**EXERCISE DESCRIPTION**: The task calls for every line of the data to be retyped exactly.
====== MATERIAL SHOWN ======
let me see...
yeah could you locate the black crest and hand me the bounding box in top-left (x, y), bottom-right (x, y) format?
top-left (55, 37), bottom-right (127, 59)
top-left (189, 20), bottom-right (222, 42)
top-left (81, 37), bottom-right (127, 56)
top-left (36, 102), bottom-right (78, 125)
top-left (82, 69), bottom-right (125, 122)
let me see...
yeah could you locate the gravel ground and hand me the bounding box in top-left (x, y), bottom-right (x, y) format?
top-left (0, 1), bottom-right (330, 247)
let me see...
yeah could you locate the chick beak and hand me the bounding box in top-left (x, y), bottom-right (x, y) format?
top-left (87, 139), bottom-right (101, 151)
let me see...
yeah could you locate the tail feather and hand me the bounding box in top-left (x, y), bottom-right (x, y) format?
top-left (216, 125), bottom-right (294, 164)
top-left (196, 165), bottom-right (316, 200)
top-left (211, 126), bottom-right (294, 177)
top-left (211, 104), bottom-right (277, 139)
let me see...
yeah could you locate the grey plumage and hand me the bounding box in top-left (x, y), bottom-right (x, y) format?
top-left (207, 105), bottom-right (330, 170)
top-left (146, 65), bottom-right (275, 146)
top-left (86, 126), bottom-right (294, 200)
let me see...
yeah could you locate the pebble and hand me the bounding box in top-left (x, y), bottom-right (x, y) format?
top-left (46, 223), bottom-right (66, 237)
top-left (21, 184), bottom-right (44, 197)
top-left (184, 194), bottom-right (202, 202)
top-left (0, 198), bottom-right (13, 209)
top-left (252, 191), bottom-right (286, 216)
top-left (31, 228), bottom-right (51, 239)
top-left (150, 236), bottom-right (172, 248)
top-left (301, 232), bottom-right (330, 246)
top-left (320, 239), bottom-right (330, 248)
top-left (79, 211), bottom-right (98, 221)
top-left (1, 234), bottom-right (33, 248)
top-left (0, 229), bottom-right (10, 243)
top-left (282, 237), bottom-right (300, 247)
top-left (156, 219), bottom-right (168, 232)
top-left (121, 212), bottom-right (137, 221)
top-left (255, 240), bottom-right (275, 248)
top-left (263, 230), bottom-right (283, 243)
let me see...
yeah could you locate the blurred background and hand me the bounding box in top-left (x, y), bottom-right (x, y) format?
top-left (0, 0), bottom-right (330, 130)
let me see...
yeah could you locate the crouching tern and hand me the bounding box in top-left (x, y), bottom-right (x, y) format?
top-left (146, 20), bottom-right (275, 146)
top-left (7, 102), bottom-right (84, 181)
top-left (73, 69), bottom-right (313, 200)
======
**THE ANSWER**:
let me see...
yeah could you locate the black crest and hand me the bounding box in top-left (x, y), bottom-right (x, y) format?
top-left (55, 37), bottom-right (127, 59)
top-left (189, 20), bottom-right (222, 42)
top-left (81, 37), bottom-right (127, 56)
top-left (36, 102), bottom-right (78, 125)
top-left (82, 69), bottom-right (125, 122)
let me see...
yeah could you locate the gravel ground and hand me the bounding box in top-left (x, y), bottom-right (x, y) format?
top-left (0, 1), bottom-right (330, 247)
let me see...
yeah could you locate the chick beak and hand me the bounding box in top-left (x, y), bottom-right (x, y) format?
top-left (87, 139), bottom-right (101, 151)
let me see...
yeah could you locate the tail feather and hand me the bounding box in top-left (x, y), bottom-right (x, y) format?
top-left (216, 125), bottom-right (294, 164)
top-left (196, 165), bottom-right (316, 200)
top-left (211, 126), bottom-right (294, 177)
top-left (211, 104), bottom-right (277, 139)
let me see...
yeah could you locate the grey plumage and hand me the bounding box in top-left (x, y), bottom-right (x, y) format?
top-left (207, 105), bottom-right (330, 170)
top-left (146, 65), bottom-right (275, 146)
top-left (86, 126), bottom-right (294, 200)
let me see...
yeah could you locate the pebble and hand me the bounding box in top-left (x, y), bottom-right (x, y) format?
top-left (46, 223), bottom-right (66, 237)
top-left (21, 184), bottom-right (44, 197)
top-left (184, 194), bottom-right (202, 202)
top-left (0, 198), bottom-right (13, 209)
top-left (252, 191), bottom-right (286, 216)
top-left (31, 228), bottom-right (51, 239)
top-left (150, 236), bottom-right (172, 248)
top-left (301, 232), bottom-right (330, 246)
top-left (320, 239), bottom-right (330, 248)
top-left (79, 211), bottom-right (98, 221)
top-left (1, 234), bottom-right (33, 248)
top-left (0, 229), bottom-right (10, 243)
top-left (282, 237), bottom-right (300, 247)
top-left (156, 219), bottom-right (168, 232)
top-left (121, 212), bottom-right (137, 221)
top-left (255, 240), bottom-right (275, 248)
top-left (263, 230), bottom-right (283, 243)
let me see...
yeah could you locate the blurred background and hand me the bounding box in top-left (x, y), bottom-right (x, y) format?
top-left (0, 0), bottom-right (330, 130)
let me see...
yeah could you locate the crouching tern and hand me the bounding box in top-left (x, y), bottom-right (x, y) format?
top-left (146, 20), bottom-right (275, 146)
top-left (7, 102), bottom-right (84, 181)
top-left (73, 69), bottom-right (313, 200)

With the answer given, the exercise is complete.